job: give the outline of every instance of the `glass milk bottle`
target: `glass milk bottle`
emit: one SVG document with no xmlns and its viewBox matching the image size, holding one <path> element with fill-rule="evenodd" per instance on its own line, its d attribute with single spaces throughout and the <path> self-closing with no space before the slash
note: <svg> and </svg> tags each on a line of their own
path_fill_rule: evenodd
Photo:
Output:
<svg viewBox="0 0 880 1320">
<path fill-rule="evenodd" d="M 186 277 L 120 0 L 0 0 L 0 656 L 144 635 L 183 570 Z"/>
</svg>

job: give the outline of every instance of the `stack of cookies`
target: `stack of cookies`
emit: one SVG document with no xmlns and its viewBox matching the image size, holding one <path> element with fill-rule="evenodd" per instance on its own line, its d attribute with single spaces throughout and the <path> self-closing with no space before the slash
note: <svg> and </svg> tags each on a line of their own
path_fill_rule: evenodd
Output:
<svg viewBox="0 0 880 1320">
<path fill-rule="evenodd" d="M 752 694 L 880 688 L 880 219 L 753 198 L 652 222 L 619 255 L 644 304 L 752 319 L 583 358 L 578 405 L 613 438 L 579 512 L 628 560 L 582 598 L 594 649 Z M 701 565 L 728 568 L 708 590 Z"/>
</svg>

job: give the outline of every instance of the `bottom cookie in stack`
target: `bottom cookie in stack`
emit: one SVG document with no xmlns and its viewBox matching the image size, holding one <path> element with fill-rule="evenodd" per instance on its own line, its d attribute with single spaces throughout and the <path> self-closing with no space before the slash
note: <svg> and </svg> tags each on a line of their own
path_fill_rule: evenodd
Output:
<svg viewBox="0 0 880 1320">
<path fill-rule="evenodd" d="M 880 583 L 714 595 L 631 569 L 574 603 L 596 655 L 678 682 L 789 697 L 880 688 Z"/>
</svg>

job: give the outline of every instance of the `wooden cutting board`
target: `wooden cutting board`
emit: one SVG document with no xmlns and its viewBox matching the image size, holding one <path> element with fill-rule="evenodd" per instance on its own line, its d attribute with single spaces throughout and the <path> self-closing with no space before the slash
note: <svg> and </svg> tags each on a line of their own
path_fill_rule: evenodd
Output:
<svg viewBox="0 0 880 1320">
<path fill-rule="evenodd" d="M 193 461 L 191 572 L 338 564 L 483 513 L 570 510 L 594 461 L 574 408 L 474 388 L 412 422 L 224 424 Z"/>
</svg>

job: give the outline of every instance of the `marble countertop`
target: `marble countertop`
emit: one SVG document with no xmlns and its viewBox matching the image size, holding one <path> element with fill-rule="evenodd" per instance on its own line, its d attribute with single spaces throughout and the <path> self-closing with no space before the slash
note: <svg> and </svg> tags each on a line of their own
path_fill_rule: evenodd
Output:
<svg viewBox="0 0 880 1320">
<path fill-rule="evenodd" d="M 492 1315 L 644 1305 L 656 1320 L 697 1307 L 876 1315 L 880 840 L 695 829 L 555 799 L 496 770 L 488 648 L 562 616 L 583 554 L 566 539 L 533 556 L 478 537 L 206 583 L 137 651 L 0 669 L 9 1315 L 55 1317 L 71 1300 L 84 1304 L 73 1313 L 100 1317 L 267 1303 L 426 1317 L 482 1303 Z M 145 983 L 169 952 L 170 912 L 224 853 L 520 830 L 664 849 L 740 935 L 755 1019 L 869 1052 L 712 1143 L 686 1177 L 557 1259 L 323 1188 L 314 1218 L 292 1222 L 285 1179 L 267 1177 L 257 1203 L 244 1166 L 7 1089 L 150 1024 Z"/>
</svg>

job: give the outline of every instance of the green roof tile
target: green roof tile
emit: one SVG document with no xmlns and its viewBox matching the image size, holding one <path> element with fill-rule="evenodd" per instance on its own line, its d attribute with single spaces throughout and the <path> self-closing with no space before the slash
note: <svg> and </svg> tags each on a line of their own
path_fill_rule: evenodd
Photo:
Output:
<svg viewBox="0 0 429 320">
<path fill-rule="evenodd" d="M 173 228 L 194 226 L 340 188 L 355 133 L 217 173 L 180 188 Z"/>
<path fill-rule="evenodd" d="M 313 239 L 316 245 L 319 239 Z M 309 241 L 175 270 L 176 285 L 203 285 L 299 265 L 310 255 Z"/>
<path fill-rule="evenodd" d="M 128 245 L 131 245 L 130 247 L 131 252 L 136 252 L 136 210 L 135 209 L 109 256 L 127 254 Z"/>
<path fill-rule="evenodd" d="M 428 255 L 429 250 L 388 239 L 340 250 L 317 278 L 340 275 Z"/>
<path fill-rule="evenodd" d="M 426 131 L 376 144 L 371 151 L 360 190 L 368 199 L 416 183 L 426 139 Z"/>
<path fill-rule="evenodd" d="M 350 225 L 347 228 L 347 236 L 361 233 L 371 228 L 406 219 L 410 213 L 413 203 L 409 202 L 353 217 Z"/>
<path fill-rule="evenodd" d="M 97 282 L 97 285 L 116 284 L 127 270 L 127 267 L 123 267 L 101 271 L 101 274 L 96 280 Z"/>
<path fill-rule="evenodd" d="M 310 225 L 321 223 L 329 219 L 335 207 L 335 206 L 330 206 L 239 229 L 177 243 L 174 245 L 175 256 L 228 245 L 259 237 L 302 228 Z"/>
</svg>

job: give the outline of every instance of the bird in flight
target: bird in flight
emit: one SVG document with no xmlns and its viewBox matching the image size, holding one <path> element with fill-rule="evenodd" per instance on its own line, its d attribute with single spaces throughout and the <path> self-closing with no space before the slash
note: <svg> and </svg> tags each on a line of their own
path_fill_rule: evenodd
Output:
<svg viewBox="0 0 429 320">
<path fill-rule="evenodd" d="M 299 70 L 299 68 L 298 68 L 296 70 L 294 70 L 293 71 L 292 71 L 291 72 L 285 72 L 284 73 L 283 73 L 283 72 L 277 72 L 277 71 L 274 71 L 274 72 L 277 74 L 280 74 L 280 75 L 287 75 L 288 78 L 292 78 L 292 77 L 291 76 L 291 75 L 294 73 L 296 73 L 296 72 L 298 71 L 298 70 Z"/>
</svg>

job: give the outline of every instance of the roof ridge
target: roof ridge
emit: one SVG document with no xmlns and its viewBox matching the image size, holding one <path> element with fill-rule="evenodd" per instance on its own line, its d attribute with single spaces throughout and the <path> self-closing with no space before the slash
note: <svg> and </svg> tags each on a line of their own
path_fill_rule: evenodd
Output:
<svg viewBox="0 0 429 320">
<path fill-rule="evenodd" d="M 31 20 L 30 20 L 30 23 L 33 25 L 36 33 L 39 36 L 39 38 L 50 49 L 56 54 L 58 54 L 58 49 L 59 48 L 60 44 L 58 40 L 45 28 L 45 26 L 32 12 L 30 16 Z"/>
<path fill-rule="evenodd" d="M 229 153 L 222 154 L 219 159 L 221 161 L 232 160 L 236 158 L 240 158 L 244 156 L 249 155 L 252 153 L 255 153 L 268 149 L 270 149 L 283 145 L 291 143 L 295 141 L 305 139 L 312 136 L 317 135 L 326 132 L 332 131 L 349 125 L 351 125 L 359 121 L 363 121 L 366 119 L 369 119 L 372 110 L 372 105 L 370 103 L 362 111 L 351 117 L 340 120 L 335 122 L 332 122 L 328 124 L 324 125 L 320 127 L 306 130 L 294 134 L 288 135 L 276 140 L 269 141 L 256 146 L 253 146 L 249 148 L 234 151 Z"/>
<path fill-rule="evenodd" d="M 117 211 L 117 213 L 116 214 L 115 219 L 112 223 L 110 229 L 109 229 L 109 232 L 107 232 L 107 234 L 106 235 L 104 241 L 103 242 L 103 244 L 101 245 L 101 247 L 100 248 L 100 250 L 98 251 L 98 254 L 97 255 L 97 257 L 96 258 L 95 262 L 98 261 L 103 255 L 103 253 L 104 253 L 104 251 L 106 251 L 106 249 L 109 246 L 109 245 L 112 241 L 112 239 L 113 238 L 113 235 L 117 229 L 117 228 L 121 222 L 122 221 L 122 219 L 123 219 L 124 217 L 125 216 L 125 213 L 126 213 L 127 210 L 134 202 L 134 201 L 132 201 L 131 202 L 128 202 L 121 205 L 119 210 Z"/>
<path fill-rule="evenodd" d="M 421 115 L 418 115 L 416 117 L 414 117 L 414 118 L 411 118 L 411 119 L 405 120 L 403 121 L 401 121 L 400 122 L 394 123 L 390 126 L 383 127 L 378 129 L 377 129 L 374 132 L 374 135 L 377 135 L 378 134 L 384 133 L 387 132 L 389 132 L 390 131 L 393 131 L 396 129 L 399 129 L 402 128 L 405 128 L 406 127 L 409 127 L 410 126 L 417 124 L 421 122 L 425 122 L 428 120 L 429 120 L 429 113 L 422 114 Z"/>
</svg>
==
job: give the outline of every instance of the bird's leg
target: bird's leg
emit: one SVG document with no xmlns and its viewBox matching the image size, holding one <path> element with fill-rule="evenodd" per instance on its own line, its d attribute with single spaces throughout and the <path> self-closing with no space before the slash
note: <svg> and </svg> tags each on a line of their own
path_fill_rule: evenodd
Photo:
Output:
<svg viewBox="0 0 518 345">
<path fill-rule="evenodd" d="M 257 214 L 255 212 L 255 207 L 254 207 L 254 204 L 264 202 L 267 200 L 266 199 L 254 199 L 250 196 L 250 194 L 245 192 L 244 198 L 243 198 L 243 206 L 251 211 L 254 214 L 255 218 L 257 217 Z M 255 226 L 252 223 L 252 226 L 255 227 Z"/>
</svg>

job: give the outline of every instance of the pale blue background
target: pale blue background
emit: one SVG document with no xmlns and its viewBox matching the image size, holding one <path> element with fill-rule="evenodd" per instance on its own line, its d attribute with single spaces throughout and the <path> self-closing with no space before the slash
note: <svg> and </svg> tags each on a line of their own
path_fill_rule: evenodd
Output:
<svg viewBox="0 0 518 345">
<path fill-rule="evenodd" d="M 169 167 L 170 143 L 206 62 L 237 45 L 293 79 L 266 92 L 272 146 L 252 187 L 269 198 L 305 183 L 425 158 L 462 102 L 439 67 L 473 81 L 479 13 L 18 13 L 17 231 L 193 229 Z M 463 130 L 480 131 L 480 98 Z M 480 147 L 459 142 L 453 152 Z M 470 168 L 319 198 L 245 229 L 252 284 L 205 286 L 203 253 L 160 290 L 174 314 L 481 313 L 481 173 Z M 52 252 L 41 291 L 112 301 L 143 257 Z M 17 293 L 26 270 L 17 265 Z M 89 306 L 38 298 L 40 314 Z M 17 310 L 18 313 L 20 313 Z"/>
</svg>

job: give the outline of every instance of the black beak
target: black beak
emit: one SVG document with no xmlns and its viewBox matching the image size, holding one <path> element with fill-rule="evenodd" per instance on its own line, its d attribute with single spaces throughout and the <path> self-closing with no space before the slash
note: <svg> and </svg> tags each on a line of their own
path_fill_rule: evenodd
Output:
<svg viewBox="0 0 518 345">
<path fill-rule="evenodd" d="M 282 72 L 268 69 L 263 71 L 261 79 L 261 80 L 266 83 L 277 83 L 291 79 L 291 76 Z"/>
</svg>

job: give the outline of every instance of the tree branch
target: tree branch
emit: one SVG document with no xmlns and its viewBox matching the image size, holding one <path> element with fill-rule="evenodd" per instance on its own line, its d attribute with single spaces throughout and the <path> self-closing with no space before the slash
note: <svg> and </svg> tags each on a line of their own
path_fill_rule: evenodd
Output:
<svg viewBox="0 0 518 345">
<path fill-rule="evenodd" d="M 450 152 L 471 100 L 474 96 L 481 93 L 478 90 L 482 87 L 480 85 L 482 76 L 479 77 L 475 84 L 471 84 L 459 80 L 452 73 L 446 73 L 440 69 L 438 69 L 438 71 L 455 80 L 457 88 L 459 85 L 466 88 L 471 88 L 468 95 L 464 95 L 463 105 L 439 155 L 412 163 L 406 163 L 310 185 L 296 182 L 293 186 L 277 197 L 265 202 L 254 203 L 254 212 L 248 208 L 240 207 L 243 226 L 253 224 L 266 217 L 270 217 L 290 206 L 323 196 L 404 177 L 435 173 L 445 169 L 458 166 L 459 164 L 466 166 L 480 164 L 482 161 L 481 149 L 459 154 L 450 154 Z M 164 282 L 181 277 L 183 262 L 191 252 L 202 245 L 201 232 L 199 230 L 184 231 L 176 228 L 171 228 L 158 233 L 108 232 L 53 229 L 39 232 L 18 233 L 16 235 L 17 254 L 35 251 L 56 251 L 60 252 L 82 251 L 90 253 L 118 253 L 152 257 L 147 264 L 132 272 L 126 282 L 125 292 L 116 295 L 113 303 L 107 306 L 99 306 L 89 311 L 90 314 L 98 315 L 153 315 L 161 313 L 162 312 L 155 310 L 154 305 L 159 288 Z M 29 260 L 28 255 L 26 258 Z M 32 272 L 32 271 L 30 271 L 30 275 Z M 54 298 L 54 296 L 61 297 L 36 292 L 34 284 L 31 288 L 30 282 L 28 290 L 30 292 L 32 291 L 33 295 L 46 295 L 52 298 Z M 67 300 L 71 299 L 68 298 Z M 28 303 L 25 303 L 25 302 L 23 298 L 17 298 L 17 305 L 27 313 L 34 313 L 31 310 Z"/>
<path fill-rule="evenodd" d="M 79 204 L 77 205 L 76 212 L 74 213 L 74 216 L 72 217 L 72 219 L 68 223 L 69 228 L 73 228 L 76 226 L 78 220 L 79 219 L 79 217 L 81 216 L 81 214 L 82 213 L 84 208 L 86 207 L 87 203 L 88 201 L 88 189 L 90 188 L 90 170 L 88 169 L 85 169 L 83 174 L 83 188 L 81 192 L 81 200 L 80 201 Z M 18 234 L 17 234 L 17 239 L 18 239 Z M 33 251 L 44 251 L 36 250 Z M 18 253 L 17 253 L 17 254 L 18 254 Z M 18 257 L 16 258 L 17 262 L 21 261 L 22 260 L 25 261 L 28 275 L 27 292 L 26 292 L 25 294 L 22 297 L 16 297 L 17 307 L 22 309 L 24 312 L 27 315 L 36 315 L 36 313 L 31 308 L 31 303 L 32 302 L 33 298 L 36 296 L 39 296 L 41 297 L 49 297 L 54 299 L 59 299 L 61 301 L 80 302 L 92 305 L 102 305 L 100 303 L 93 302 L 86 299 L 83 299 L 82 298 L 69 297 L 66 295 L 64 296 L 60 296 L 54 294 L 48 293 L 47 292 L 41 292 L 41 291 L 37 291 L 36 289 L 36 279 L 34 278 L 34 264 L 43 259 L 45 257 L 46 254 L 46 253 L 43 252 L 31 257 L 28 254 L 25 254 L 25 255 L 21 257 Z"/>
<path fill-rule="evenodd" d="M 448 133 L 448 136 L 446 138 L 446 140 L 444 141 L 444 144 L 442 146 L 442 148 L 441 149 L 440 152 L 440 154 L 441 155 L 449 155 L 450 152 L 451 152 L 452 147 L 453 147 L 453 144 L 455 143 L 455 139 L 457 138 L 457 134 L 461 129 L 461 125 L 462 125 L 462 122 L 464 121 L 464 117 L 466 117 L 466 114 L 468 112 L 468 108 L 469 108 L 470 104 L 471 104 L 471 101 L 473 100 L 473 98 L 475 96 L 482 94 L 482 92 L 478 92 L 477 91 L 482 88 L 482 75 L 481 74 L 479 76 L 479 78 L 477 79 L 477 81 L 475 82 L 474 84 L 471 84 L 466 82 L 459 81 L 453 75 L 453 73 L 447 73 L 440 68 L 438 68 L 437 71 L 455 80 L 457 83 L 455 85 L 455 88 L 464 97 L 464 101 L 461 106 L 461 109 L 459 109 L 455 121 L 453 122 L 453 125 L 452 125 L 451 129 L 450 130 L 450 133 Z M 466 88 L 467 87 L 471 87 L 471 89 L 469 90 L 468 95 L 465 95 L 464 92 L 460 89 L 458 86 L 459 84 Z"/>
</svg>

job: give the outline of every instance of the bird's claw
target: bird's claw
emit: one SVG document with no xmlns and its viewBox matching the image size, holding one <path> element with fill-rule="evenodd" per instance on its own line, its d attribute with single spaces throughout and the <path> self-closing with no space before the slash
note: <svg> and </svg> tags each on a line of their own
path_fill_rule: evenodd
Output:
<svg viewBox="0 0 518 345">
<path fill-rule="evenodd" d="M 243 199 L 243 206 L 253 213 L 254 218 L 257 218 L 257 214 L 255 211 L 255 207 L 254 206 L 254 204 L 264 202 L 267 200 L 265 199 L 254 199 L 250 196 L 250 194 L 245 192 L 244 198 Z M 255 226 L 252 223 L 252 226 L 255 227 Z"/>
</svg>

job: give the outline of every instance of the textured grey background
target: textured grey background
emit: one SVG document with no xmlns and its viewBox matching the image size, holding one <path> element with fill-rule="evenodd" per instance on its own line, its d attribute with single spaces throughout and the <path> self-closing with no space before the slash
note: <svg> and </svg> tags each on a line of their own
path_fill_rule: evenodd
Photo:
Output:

## Aufgabenbeschreibung
Aktualisieren Sie alles von der Zeile mit „job: give the outline of every instance of the roof“ bis hinunter zur Zeile mit „229 153 L 222“, beide eingeschlossen: Ersetzen Sie „roof ridge“ durch „roof edge“ und geben Sie diese Zeilen ansonsten unverändert wieder.

## Lösung der Aufgabe
job: give the outline of every instance of the roof edge
target: roof edge
emit: one SVG document with no xmlns and its viewBox matching the image size, holding one <path> element with fill-rule="evenodd" per instance on its own line, its d attribute with single spaces throughout and the <path> self-closing with no space before the slash
note: <svg> and </svg> tags each on a line of their own
path_fill_rule: evenodd
Output:
<svg viewBox="0 0 429 320">
<path fill-rule="evenodd" d="M 31 20 L 30 20 L 30 23 L 33 25 L 36 33 L 39 36 L 39 38 L 50 49 L 56 54 L 58 54 L 58 49 L 59 48 L 60 44 L 58 40 L 45 28 L 45 26 L 32 12 L 30 16 Z"/>
<path fill-rule="evenodd" d="M 229 153 L 222 154 L 219 159 L 221 161 L 232 160 L 236 158 L 240 158 L 244 156 L 249 155 L 252 153 L 255 153 L 268 149 L 270 149 L 283 145 L 291 143 L 295 141 L 305 139 L 312 136 L 317 135 L 326 132 L 332 131 L 349 125 L 351 125 L 359 121 L 363 121 L 366 119 L 369 119 L 372 110 L 372 105 L 370 103 L 362 111 L 351 117 L 340 120 L 335 122 L 332 122 L 328 124 L 324 125 L 320 127 L 306 130 L 294 134 L 288 135 L 276 140 L 269 141 L 256 146 L 253 146 L 249 148 L 234 151 Z"/>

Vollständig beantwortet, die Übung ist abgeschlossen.